Saturday, 10 November 2018

The Collegiate Hound

“I never went to no school,” admits Huckleberry Hound in “Hookey Daze” (1958) before the teacher grabs him and shoves him in a classroom seat.

Well, that was in the cartoon series. The fact is Huck was in a number of schools. When the Huckleberry Hound Show began appearing on TV sets in September 1958, it soon became a craze at colleges. Here’s a short tale from the Detroit Free Press of February 10, 1960. Though they aren’t mentioned by name, Daws Butler and Don Messick get justifiable praise for their work.


Adults Steal Kids' TV Show Fraternities Start 'Hound' Fan Clubs
BY JAMES S. POOLER

Free Press Columnist
We are sort of proud we steered you adults on to the TV antics of Huckleberry Hound and friends, supposedly just fare for small fry.
We have received a lot of "whispering" letters from adults telling us we are not alone. In fact, Mrs. Elwood Kureth, of Taylor, tips us off that the creators of Huckleberry Hound, have another good one going—with the same wonderful voices—in "Quick Draw McGraw" on Channel 9 at 6:30 on Tuesday. (Also on Channel 13 Monday at 6:30 and Channel 6 on Friday at 6.)
But the most fascinating report on this comes from Bob Reeves, of the Trigon Fraternity House at Ann Arbor.
"You're right that 'Huckleberry Hound' is interesting to a more mature audience than the toddler set of grandchildren," Bob tells us.
"It seems that in most fraternities at the University of Michigan studies are laid aside at 7 p.m. each Thursday to lock the doors, shutter the windows and sneak into the TV room for a half-hour of Yogi Bear and friends.
"This has been a weekly ritual for over a year now.
"We feel the program has been purposely geared for adults—the often sly satire. Rumor has it that other Big Ten schools have Yogi Bear Fan Clubs and Yogi Bear dolls are being sold at the novelty and gift shops in college towns.
"I only wish the sponsors would gear their commercials to the intellectual heights they have in their cartoons."
So now breathe easier when you slip in to watch "them meeces" and other things. We can't wait to try out "Quick Draw McGraw" who, we understand, is the slowest gun in the West. He sounds like our kind of hero.
We’ve posted other stories on the blog about the Huck Fad That Gripped America in the late ’50s. Here’s one that we haven’t passed along before, from the Akron Beacon Journal of September 2, 1959. The Huck show was about to embark on its second season within a couple of weeks. We learn of more institutes of higher learning where TV’s newest star became the Big Man on Campus. I must admit I’ve never heard Mr. Jinks compared to Dick Shawn before but I can understand why he might be.

▶ **Tasks to complete**:
• 1. According to the post on Huckleberry Hound's college fans, at what hour on Thursdays do most University of Michigan fraternities set their studies aside?
• 2. Translate this sentence from the Huckleberry Hound post into Spanish: "This has been a weekly ritual for over a year now."
Rely solely on the post about Huckleberry Hound's college following when responding.

Records from a point labeling set:
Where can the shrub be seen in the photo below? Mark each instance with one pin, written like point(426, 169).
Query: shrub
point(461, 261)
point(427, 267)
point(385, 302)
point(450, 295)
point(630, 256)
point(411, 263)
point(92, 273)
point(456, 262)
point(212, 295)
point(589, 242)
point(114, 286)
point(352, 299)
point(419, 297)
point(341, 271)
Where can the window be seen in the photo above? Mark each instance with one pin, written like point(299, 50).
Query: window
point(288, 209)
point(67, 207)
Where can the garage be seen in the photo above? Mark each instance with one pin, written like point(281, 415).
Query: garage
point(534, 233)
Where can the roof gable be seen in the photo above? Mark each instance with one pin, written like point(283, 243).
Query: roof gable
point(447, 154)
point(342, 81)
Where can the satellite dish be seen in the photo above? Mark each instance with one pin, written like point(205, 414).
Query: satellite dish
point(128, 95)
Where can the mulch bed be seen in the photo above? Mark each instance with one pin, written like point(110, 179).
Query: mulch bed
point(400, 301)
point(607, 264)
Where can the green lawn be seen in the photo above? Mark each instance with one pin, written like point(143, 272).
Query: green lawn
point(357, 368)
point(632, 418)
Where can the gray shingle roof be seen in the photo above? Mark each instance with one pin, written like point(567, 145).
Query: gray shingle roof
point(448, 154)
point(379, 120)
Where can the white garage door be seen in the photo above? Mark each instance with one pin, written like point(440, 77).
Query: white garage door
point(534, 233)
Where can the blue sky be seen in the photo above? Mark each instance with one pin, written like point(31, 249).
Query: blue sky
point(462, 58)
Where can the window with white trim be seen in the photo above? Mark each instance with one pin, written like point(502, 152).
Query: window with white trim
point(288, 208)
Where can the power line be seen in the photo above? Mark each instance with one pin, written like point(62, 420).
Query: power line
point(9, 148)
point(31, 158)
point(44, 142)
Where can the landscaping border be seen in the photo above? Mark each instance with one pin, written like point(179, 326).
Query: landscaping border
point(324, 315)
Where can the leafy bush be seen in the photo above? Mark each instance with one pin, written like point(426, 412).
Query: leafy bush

▶ **Responses by task**:
• 1. At 7 p.m.

• 2. Esto ha sido un ritual semanal desde hace más de un año.